**CONSIGNE**
Pourriez-vous recopier l'entretien sur les OGM en commençant à « Le risque 0 » et en terminant à « années sur l’homme. », tout en remplaçant « rongeur » par « rat » ?

**TEXTE SOURCE**
+===+
Jean Daydé : « Je suis contre la théorie du complot autour des OGM »

Par Collectif LaNutrition.fr - Journalistes scientifiques et diététiciennes Publié le 21/04/2008 Mis à jour le 10/03/2017
Jean Daydé est Directeur de la Recherche de l’Ecole d’Ingénieurs de Purpan, enseignant-chercheur au sein du Laboratoire d’Agrophysiologie et membre de l’Unité mixte de recherche Inra / Ecole d’Ingénieurs de Purpan (équipe Micronutriments et Santé). Il anime aussi le Pôle Aliment, Sécurité Sanitaire et Santé de Midi Pyrénées (PA3S), qui est un consortium de recherche et d’innovation autour de l’alimentation : « du risque au bénéfice ».

Quel est votre lien avec les OGM ?

C’est un outil de travail que nous employons dans la recherche pour mesurer, comprendre et maîtriser les effets de certains gènes dans les voies de synthèse des protéines et des micronutriments. Nous travaillons sur du matériel végétal, le blé, le soja, le tournesol.

Pensez vous que l’on maîtrise les conséquences de la transgénèse ?

La technique la plus utilisée reste celle que l’on maîtrise le mieux, à savoir l’utilisation de la bactérie Agrobacterium tumefaciens, microorganisme du sol et parasite de la plante qui possède un système naturel de transfert de gènes aux cellules végétales. Contrairement à la technique de la biolistique que l’on utilise de moins en moins, on maîtrise correctement la localisation de l’insertion du gène. Evidemment, je ne nie pas qu’il n’y ait aucun risque d’interférence avec d’autres gènes. Mais je pense que si l’insertion du transgène perturbe le matériel génétique de l’organisme, les conséquences sont facilement visibles et dans ce cas, il est écarté. Les scientifiques ne sont pas des sorciers. Nous cherchons toujours à faire du mieux possible.

Pour vous, existe-t-il des risques pour la santé ?

Le risque 0 n’existe pas… mais si vous regardez toutes les études qui ont été faites, très peu évoquent un risque avéré et, en général, leurs résultats sont controversés. Je suis contre la « théorie du complot » qui voudrait faire croire que l’on empêche les chercheurs de publier leurs études et que c’est pour cela qu’il n’y en a pas beaucoup remettant en cause les OGM. De nombreuses études toxicologiques réalisées sur des animaux montrent qu’il n’y a pas de risque connu. On reproche souvent à ces expériences de n’être pas assez longues dans le temps mais je rappelle que l’essai toxicologique de référence se déroule sur 90 jours, comme toutes les études qui ont prouvé l’innocuité des OGM. On peut sans doute considérer qu’un test de 3 mois sur un rongeur de 380g équivaudrait à un test de plusieurs années sur l’homme.

Aux Etats-Unis, le nombre de cas d’allergies, notamment dues au soja, augmente chaque année, pensez vous que cela puisse être lié aux OGM ?
+===+
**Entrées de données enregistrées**
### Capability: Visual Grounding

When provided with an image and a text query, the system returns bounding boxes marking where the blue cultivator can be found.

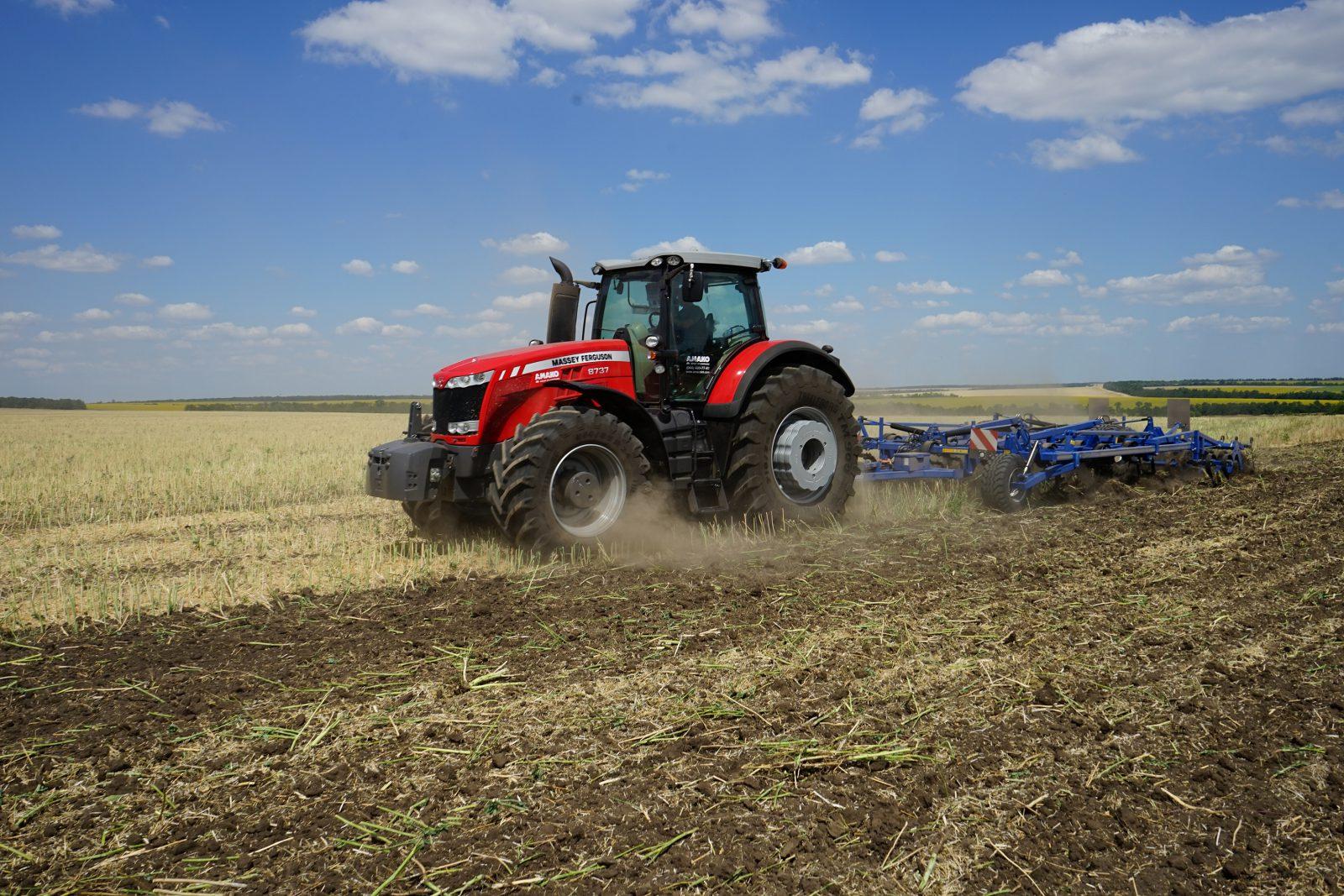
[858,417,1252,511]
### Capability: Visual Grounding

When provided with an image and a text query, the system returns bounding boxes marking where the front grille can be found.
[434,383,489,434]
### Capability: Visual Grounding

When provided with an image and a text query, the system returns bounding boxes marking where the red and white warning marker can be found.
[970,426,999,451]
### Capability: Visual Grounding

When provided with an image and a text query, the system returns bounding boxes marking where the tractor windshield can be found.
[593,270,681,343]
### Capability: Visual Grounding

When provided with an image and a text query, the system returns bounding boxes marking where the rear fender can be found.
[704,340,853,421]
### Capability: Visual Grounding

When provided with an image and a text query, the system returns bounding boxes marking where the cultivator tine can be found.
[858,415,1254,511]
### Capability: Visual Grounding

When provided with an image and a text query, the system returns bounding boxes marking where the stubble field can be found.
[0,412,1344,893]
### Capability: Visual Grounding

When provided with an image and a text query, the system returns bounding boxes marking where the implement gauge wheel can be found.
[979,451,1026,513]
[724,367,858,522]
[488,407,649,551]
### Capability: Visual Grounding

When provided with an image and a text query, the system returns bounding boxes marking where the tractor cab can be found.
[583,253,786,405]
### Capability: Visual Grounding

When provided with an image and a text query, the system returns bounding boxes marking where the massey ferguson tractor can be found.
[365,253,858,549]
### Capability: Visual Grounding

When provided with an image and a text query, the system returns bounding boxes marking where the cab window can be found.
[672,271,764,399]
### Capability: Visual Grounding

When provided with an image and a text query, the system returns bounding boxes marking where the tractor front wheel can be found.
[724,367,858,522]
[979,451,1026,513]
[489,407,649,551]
+===+
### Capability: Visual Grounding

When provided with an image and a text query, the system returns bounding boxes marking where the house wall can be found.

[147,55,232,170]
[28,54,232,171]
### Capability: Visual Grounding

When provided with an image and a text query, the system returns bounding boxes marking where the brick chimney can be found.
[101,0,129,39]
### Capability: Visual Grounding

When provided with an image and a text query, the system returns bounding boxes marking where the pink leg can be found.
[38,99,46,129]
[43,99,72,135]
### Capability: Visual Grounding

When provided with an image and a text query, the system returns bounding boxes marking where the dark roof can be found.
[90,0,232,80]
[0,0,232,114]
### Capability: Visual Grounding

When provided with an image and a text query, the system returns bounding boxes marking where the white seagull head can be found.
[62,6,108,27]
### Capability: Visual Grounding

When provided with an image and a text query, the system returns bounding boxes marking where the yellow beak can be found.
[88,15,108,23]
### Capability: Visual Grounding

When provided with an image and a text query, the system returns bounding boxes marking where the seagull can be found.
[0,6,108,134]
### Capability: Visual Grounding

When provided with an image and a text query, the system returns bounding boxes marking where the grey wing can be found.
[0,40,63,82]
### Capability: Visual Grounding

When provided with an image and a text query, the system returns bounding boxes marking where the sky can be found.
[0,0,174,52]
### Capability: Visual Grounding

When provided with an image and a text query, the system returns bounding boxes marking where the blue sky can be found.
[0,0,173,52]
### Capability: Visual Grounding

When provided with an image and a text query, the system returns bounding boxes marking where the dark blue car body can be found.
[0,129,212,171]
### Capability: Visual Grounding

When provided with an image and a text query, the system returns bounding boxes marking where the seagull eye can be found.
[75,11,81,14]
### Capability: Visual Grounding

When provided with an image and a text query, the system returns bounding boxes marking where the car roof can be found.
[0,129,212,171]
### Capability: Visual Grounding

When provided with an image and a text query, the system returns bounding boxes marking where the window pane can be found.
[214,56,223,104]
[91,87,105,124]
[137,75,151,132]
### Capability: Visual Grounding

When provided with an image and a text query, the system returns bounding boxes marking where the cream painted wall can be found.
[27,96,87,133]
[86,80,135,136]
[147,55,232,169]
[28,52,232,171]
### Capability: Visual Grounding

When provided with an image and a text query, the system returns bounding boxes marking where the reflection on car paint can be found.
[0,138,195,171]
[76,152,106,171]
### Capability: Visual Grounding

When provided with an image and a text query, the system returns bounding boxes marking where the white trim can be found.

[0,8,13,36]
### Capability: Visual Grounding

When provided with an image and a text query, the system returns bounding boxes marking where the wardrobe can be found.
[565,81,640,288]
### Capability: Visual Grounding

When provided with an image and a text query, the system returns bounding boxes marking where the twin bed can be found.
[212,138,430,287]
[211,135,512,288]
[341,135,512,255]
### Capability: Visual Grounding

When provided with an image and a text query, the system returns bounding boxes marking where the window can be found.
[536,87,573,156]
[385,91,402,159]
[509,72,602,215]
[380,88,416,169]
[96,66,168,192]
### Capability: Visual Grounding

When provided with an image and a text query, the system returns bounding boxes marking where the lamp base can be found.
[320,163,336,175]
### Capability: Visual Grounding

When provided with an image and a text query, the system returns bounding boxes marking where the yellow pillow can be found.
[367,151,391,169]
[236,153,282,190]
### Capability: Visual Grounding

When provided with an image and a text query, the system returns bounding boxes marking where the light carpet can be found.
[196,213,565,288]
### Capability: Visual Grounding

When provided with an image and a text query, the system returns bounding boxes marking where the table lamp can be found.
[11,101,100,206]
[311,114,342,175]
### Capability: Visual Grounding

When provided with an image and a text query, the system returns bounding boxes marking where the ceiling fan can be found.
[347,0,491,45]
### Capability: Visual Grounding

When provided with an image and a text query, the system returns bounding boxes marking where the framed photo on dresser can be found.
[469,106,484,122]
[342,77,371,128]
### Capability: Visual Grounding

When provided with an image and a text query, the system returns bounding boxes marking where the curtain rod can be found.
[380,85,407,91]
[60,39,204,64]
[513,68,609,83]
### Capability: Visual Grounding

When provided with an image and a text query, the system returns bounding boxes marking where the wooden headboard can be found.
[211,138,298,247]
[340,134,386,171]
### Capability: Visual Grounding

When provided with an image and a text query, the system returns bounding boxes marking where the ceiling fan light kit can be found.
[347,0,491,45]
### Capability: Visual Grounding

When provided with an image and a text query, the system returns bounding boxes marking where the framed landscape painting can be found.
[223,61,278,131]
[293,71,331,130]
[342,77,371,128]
+===+
**RÉPONSE**
Le risque 0 n’existe pas… mais si vous regardez toutes les études qui ont été faites, très peu évoquent un risque avéré et, en général, leurs résultats sont controversés. Je suis contre la « théorie du complot » qui voudrait faire croire que l’on empêche les chercheurs de publier leurs études et que c’est pour cela qu’il n’y en a pas beaucoup remettant en cause les OGM. De nombreuses études toxicologiques réalisées sur des animaux montrent qu’il n’y a pas de risque connu. On reproche souvent à ces expériences de n’être pas assez longues dans le temps mais je rappelle que l’essai toxicologique de référence se déroule sur 90 jours, comme toutes les études qui ont prouvé l’innocuité des OGM. On peut sans doute considérer qu’un test de 3 mois sur un rat de 380g équivaudrait à un test de plusieurs années sur l’homme.